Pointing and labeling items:
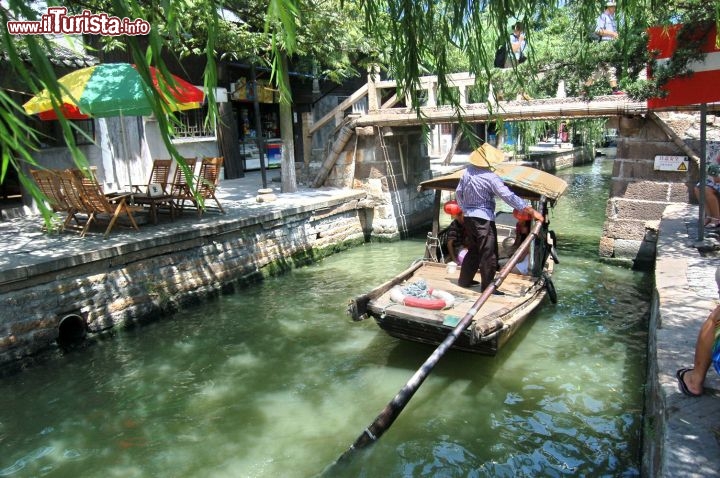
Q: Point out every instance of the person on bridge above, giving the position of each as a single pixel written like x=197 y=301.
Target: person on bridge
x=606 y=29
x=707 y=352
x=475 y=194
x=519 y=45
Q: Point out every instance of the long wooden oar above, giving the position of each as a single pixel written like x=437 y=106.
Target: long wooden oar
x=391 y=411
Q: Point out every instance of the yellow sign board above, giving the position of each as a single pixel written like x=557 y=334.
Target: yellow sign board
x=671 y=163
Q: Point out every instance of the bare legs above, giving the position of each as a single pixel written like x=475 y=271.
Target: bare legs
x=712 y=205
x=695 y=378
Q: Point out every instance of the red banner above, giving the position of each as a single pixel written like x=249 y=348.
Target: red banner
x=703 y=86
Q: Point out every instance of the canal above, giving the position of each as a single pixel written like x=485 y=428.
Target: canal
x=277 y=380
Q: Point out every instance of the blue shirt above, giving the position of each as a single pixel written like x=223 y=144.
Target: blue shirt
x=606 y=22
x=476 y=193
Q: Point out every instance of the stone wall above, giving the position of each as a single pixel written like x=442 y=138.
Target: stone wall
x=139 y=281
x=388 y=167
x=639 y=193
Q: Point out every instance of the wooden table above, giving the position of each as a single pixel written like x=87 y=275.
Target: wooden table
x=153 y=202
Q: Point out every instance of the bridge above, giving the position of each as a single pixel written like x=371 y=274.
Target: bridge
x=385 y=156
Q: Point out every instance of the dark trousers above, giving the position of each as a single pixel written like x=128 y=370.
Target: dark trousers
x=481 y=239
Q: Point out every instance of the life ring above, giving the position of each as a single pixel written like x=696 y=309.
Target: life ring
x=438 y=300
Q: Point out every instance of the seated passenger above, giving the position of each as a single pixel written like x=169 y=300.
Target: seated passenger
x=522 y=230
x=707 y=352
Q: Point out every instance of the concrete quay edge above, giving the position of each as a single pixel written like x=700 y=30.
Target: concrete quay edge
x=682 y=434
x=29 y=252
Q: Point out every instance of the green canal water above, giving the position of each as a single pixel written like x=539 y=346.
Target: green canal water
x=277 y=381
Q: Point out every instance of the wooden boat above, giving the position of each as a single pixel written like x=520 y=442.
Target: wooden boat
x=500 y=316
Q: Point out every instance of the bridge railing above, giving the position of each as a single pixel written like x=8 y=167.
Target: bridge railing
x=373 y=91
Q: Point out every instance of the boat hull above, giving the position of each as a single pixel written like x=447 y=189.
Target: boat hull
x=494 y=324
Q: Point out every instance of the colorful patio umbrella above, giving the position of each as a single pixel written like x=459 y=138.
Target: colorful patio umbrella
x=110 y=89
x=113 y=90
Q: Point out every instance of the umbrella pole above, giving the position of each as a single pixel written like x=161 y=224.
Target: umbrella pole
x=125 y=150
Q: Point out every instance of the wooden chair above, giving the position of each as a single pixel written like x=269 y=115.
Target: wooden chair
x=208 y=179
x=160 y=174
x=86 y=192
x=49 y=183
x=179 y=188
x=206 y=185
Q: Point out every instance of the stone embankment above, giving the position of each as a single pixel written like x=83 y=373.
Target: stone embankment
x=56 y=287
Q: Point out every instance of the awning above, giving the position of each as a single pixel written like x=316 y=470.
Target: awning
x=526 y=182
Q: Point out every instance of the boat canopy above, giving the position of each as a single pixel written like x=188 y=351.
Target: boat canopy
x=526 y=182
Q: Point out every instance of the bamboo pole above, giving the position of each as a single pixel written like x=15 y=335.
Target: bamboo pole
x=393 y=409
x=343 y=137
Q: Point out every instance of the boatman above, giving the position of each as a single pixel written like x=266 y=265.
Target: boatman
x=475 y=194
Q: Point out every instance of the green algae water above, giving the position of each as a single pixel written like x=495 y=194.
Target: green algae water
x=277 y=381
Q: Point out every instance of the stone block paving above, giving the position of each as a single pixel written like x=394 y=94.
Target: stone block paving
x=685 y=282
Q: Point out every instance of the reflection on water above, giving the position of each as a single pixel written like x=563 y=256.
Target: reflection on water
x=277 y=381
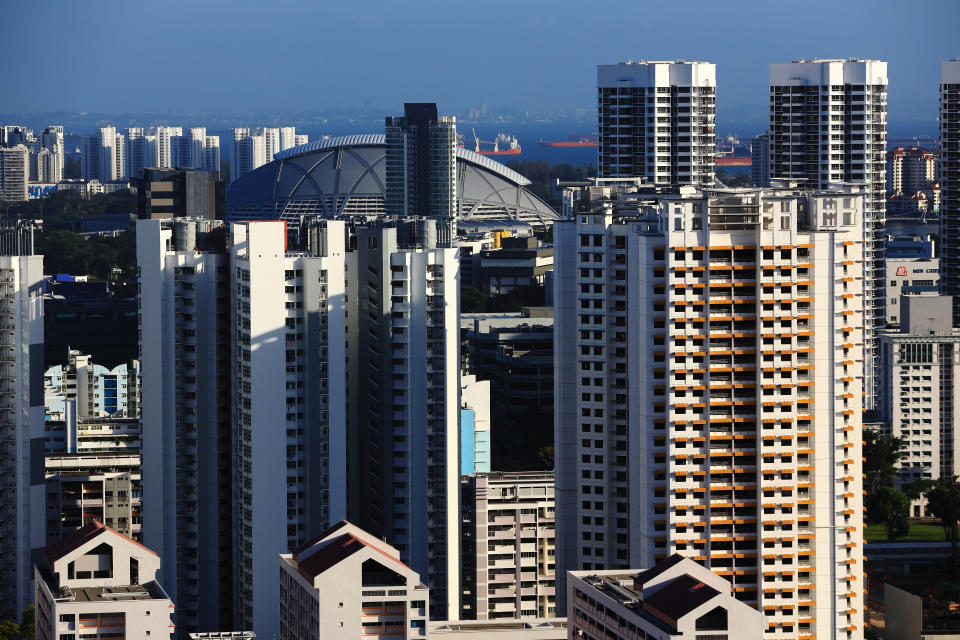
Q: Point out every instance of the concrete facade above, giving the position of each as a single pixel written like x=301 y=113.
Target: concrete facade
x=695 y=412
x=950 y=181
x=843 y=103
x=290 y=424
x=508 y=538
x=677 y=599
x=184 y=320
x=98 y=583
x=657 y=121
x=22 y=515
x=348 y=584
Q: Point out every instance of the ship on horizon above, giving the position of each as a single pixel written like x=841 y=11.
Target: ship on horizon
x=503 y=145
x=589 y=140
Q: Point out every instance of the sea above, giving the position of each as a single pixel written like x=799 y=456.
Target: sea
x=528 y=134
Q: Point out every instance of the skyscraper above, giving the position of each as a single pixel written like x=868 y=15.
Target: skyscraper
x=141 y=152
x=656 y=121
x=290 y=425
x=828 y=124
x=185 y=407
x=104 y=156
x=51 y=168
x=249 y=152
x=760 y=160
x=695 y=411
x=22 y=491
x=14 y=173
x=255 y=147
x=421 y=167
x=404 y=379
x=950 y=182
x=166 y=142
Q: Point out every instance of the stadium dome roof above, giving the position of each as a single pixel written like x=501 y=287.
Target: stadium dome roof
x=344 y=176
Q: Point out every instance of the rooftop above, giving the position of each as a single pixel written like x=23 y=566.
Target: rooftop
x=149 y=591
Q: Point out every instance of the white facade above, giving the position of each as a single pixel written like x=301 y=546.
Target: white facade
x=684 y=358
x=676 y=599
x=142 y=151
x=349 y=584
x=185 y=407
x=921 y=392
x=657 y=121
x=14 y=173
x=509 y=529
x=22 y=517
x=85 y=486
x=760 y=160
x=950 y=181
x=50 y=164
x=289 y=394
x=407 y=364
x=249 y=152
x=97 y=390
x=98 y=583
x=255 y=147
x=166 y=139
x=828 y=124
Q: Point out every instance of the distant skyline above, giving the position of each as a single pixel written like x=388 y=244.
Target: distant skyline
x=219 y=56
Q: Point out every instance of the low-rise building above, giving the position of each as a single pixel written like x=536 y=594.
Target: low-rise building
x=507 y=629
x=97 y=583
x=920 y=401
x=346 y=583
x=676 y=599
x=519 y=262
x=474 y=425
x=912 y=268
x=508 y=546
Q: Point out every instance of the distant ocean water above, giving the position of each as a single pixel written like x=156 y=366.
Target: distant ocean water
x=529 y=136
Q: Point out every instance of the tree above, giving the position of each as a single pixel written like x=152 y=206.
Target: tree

(WHAT TO WORK ON) Reproduce every item above word for word, but leave out the pictures.

(FULL OUTPUT)
Q: Point out every instance of the person on bridge above, giving the position of each as a single pixel written like x=197 y=301.
Target: person on bridge
x=606 y=29
x=707 y=352
x=475 y=194
x=519 y=45
Q: Point out every instance of the long wooden oar above, giving the position of each as a single pixel written like x=437 y=106.
Target: long wooden oar
x=391 y=411
Q: Point out every instance of the yellow sign board above, giving the position of each as a single pixel written like x=557 y=334.
Target: yellow sign board
x=671 y=163
Q: Point out every instance of the bare legs above, giving the position of each as a single pixel written like x=475 y=271.
Target: bare legs
x=712 y=205
x=695 y=378
Q: Point out every instance of the red banner above, giving the position of each as a single pixel written like x=249 y=348.
Target: red banner
x=703 y=86
Q: Point out every instance of the canal above, giving the position of each as a single pixel written like x=485 y=428.
Target: canal
x=277 y=380
Q: Point out every instance of the blue shirt above, giving the position of each as a single pixel written like x=223 y=144.
Target: blue shirt
x=606 y=22
x=476 y=193
Q: Point out every instance of the stone wall above, giving the position of each as a single pixel written like x=442 y=138.
Target: stone wall
x=139 y=281
x=388 y=167
x=639 y=193
Q: Point out every instance of the wooden table above, giving the position of each as a single pixel written like x=87 y=275.
Target: wooden table
x=153 y=202
Q: Point out every instance of the bridge above, giving the position of each as a single pixel written like x=371 y=274.
Target: bridge
x=385 y=156
Q: Point out every instance of the dark trousers above, giving the position of each as a single pixel written like x=128 y=370.
Target: dark trousers
x=481 y=239
Q: Point out every instance of the life ring above, giving the position of each as a single pixel written like x=696 y=309.
Target: life ring
x=438 y=300
Q: Point out every instance of the seated passenger above, giving the position of each as a single pixel written like x=169 y=300.
Target: seated passenger
x=522 y=230
x=707 y=352
Q: Point out every instance of the concrete quay edge above, giving the position of each as a single pixel written like x=700 y=30.
Target: concrete quay edge
x=682 y=434
x=29 y=252
Q: Point out every instance of the green canal water above, giving the position of each as a single pixel written like x=539 y=346.
Target: green canal water
x=277 y=381
Q: Point out every instance of the wooden boat above, giving the position of each as a single pixel written like x=520 y=442.
Target: wooden boat
x=500 y=316
Q: Point out every instance of the bridge railing above, giving the position of each as a single pixel written like x=8 y=167.
Target: bridge railing
x=373 y=91
Q: Point out every instance of the boat hull above, giving the position of each as a single pixel written like x=447 y=189.
Target: boat hull
x=494 y=324
Q: Point out every instance of the colorful patio umbrella above, giving the position of each as a single pixel written like x=459 y=138.
Target: colorful patio umbrella
x=110 y=89
x=113 y=90
Q: Point out every instance of the umbrella pole above, giving the position of each as a single pixel written like x=161 y=224.
Target: umbrella pole
x=125 y=150
Q: Point out every instance of the wooden chair above, giving the position of each as a single pixel written like x=269 y=115.
Target: wooden chair
x=208 y=179
x=160 y=174
x=86 y=192
x=49 y=183
x=179 y=188
x=206 y=185
Q: Point out every instance of the stone embankment above, giving the position of each as a single pixel written like x=83 y=373.
Target: stone embankment
x=56 y=287
Q: Point out every instance of the awning above, giving the position of each as a single pixel written like x=316 y=470.
Target: awning
x=526 y=182
Q: Point out every instance of the boat canopy above, giving the position of each as a single pixel written like x=188 y=351.
Target: boat canopy
x=526 y=182
Q: Point out every instance of the bamboo pole above, giving the position of each as a single pixel written like x=15 y=335.
Target: bamboo pole
x=393 y=409
x=343 y=137
Q: Point out every instance of the boatman above, giving the position of each as a single pixel written like x=266 y=265.
Target: boatman
x=475 y=194
Q: Point out every instance of the green algae water above, giving the position of each as a single pixel written like x=495 y=194.
Target: green algae water
x=277 y=381
Q: Point out every instance of the stone block paving above, giving the position of each as a single pixel written like x=394 y=94.
Target: stone block paving
x=685 y=282
Q: Point out every instance of the reflection on water above, giving the position of each as a single pixel written like x=563 y=256.
Target: reflection on water
x=277 y=381
Q: Point out every instance of the concrete facade above, giving the position of each as a single pixel written like x=301 y=113.
Target: concrete facade
x=695 y=412
x=950 y=181
x=843 y=103
x=290 y=424
x=508 y=538
x=677 y=599
x=184 y=320
x=98 y=583
x=657 y=121
x=22 y=515
x=348 y=584
Q: Point out every instance of the ship on horizon above, giving the position of each as a single pixel written like x=841 y=11.
Target: ship on horizon
x=503 y=145
x=589 y=140
Q: Point out every instance of the sea above, giving the position of each as a single pixel written like x=799 y=456.
Target: sea
x=528 y=134
Q: Point out every instance of the skyscraper above, giving the position of each as a single pixel written like x=868 y=15.
Target: skyscraper
x=141 y=152
x=656 y=121
x=290 y=425
x=828 y=124
x=185 y=407
x=104 y=156
x=51 y=168
x=249 y=152
x=760 y=160
x=695 y=411
x=22 y=491
x=14 y=173
x=255 y=147
x=421 y=167
x=404 y=379
x=950 y=182
x=166 y=142
Q: Point out every instance of the stadium dome roof above, giving the position of each as a single pixel written like x=501 y=287.
Target: stadium dome roof
x=344 y=176
Q: Point out every instance of the rooftop above, giving the position of each as a single pixel written like x=23 y=566.
Target: rooftop
x=149 y=591
Q: Point out every instance of the white facade above, giving the position of each as a single pixel written like x=301 y=546.
Target: white facade
x=684 y=358
x=676 y=599
x=142 y=151
x=349 y=584
x=185 y=407
x=921 y=392
x=657 y=121
x=14 y=173
x=509 y=529
x=22 y=517
x=85 y=486
x=760 y=160
x=950 y=181
x=50 y=164
x=289 y=394
x=407 y=364
x=249 y=152
x=97 y=390
x=98 y=583
x=255 y=147
x=166 y=139
x=828 y=124
Q: Point out every instance of the distant skyline above, giving the position of each as a single pixel written like x=388 y=244.
Target: distant skyline
x=219 y=56
Q: Point out every instance of the low-rise building above, giving the position of each as a single pixel written like x=536 y=594.
Target: low-rise building
x=507 y=629
x=97 y=583
x=920 y=401
x=346 y=583
x=676 y=599
x=519 y=262
x=474 y=425
x=912 y=268
x=508 y=546
Q: Point out every instance of the distant ocean water above, giving the position of each as a single pixel written like x=156 y=366.
Target: distant ocean water
x=529 y=136
Q: Point out every instance of the tree above, giving the position of each as a single pixel written like x=152 y=206.
Target: tree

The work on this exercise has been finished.